### PASSAGE
The struggle between Apple Computer and The Beatles over use of the word 'apple' appears unlikely to be settled out of court.
The Beatles' company Apple Corps, which is owned by Sir Paul McCartney, Ringo Starr, Yoko Ono and the estate of George Harrison, has filed suit against Apple Computer.
The latter company is accused of infringing an historic agreement between the companies that the computer maker would not utilize the word Apple or apple logo in conjunction with activity within the music business. Apple Computer has now launched the iTunes Music Store and iPod MP3 player.
A statement from Apple Computer's VP worldwide communications Katie Cotton sets the scene for a legal battle: "Over a decade ago, Apple signed an agreement with Apple Corps, a business controlled by the Beatles and their heirs, which specified the rights each company would have to use the Apple trademark. Unfortunately, Apple and Apple Corps now have differing interpretations of this agreement and will need to ask a court to resolve this dispute," Cotton said.
Apple Corps also issued a statement through the Press Association: "Specifically, the complaint is made over the use by Apple Computer of the word "Apple" and apple logos in conjunction with its new application for downloading pre-recorded music from the Internet," said spokesman Geoff Baker.
Baker – who also represents former Beatle Sir Paul McCartney – told Macworld: "We will issue no comment beyond the statement while the case is going through the courts."
Music industry insiders have told Macworld that Sir Paul McCartney has become more reclusive over the past two years: "He's kind of locked himself into a cocoon," they said.
The legal tussle has sparked a lively debate on Macworld Online's Forum.

### DATASET ENTRIES

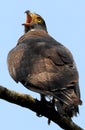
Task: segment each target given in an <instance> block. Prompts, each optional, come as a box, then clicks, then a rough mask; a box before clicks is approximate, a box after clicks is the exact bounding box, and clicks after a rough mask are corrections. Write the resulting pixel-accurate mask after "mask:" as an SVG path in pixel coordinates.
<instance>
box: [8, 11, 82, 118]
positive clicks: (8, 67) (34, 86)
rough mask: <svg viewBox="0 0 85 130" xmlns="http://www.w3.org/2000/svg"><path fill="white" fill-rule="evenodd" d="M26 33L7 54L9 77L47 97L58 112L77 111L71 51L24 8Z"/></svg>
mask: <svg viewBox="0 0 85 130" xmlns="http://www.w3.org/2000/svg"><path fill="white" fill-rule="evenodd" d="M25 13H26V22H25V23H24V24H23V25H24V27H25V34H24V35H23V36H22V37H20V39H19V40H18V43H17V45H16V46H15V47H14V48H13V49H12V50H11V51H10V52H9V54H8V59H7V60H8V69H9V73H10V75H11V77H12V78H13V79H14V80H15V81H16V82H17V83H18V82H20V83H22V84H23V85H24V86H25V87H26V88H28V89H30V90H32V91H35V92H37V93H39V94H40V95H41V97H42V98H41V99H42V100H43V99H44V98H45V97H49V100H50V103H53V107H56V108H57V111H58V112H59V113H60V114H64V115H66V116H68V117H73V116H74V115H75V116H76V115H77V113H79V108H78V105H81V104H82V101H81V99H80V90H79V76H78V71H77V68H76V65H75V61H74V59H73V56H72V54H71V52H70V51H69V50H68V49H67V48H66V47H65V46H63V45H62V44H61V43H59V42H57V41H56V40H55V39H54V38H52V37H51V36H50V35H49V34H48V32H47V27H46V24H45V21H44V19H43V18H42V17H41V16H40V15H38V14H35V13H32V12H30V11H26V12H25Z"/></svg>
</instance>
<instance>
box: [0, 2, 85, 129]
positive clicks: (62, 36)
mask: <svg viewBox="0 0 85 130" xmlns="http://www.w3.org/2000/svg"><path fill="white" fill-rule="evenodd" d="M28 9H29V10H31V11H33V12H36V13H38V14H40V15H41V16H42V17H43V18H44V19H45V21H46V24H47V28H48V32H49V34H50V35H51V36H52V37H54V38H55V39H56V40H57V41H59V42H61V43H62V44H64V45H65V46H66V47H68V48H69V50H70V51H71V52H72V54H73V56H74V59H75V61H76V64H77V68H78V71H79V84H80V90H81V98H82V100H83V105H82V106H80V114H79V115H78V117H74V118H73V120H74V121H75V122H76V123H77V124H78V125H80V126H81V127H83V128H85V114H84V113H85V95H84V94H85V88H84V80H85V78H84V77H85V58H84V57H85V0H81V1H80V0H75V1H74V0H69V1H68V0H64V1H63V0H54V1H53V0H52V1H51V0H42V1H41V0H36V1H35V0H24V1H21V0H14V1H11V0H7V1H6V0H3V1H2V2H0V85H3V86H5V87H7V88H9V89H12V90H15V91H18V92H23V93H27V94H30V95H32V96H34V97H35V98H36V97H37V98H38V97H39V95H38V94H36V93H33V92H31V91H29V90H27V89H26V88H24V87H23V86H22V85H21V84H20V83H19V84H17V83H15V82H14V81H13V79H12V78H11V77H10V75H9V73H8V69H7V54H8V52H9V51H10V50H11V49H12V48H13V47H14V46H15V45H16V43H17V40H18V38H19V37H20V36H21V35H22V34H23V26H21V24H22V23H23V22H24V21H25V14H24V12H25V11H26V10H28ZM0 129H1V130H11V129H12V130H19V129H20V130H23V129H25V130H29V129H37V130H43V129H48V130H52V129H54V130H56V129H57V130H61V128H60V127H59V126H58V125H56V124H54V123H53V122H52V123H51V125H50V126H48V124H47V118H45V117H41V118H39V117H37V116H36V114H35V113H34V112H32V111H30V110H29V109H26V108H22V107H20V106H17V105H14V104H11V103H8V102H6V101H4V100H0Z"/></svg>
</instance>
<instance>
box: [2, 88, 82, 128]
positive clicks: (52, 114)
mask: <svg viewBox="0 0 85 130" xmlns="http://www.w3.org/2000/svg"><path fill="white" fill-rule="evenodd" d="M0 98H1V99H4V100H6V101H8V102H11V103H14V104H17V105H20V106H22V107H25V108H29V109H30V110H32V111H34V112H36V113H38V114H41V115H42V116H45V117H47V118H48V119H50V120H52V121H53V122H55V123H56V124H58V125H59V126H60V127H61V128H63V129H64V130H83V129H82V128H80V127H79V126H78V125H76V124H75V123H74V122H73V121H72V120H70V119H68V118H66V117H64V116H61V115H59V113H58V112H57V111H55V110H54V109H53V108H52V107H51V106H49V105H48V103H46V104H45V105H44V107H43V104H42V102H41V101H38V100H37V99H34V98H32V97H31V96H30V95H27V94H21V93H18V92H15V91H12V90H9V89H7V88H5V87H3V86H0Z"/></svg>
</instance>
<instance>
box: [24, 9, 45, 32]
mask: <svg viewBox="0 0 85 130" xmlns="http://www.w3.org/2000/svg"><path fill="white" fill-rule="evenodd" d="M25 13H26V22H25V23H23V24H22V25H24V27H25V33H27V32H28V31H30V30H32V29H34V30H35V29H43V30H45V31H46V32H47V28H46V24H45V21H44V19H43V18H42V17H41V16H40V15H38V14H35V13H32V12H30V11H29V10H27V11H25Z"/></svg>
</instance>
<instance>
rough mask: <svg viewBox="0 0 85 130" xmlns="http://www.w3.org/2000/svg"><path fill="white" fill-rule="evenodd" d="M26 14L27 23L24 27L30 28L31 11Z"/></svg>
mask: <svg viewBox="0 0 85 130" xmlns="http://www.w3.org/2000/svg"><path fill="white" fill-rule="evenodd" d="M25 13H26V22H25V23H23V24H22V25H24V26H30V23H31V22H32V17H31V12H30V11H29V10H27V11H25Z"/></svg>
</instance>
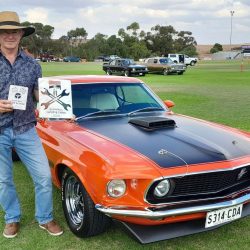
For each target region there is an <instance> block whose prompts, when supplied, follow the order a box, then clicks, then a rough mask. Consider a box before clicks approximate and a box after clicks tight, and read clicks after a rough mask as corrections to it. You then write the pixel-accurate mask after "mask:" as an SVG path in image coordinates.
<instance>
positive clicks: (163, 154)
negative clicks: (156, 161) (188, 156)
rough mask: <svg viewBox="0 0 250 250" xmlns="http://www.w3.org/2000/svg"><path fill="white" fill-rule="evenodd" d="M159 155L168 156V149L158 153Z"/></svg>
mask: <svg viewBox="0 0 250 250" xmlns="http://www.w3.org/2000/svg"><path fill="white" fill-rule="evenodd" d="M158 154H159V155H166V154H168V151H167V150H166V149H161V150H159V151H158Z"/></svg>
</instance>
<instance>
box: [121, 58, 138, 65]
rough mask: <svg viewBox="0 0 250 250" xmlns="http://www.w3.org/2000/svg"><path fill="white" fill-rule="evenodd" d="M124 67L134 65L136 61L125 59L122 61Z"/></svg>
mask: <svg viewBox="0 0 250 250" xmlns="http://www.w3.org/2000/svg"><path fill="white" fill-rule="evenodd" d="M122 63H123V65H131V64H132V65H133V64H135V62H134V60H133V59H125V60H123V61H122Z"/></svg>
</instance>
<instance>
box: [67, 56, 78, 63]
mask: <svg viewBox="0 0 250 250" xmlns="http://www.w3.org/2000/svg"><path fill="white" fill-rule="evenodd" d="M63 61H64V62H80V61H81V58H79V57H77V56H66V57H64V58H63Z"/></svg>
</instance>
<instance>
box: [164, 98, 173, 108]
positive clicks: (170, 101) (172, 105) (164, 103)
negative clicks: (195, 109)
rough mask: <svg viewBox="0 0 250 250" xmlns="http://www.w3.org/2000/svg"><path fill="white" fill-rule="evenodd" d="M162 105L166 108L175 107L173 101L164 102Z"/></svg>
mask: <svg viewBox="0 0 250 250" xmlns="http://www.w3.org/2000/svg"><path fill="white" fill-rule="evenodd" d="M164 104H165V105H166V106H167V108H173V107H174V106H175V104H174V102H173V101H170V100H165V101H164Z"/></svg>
* * *
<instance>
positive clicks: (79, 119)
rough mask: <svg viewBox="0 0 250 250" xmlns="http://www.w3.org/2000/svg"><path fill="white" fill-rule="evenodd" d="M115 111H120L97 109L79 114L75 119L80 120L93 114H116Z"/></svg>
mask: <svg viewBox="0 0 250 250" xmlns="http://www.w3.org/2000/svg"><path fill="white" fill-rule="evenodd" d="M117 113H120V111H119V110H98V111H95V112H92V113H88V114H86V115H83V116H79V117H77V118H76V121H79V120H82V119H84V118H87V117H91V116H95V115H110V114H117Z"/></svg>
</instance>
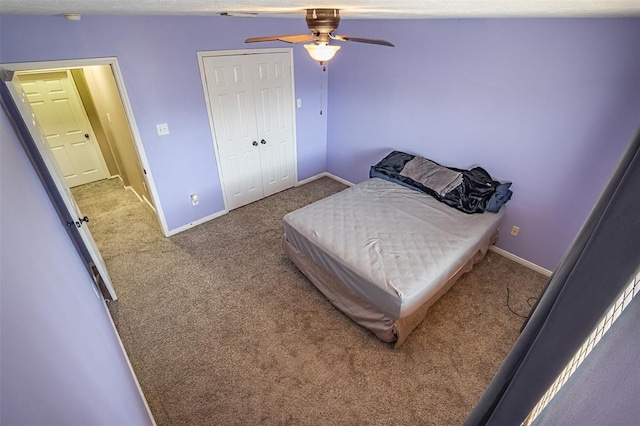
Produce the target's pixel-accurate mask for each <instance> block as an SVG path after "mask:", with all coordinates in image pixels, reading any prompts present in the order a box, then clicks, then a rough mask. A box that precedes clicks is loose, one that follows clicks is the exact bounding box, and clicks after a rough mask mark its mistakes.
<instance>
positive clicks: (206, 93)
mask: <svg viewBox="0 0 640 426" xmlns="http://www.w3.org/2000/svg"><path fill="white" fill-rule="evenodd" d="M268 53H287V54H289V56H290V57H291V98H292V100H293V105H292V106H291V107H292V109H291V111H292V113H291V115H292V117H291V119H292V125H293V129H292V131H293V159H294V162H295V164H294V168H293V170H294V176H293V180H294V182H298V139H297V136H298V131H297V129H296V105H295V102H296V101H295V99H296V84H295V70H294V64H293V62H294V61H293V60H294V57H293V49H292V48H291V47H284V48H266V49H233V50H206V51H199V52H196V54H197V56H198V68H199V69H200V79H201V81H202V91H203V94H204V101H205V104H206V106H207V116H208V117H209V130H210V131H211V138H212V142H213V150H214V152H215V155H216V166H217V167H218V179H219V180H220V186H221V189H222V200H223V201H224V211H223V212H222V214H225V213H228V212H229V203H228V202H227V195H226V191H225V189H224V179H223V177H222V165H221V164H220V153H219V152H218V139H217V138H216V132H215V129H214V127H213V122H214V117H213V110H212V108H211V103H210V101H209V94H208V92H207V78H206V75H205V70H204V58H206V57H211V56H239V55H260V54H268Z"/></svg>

### CHECK YOUR UNDERSTANDING
**1)** Please copy the passage of the Apple trademark article that begins at the words "Baker – who" and stops after "Macworld Online's Forum.", swapping "cocoon" for "shell".
**2)** Name every owner of Apple Corps listed in the Apple trademark article.

### EXERCISE SOLUTIONS
**1)**
Baker – who also represents former Beatle Sir Paul McCartney – told Macworld: "We will issue no comment beyond the statement while the case is going through the courts."
Music industry insiders have told Macworld that Sir Paul McCartney has become more reclusive over the past two years: "He's kind of locked himself into a shell," they said.
The legal tussle has sparked a lively debate on Macworld Online's Forum.

**2)** Sir Paul McCartney, Ringo Starr, Yoko Ono, and the estate of George Harrison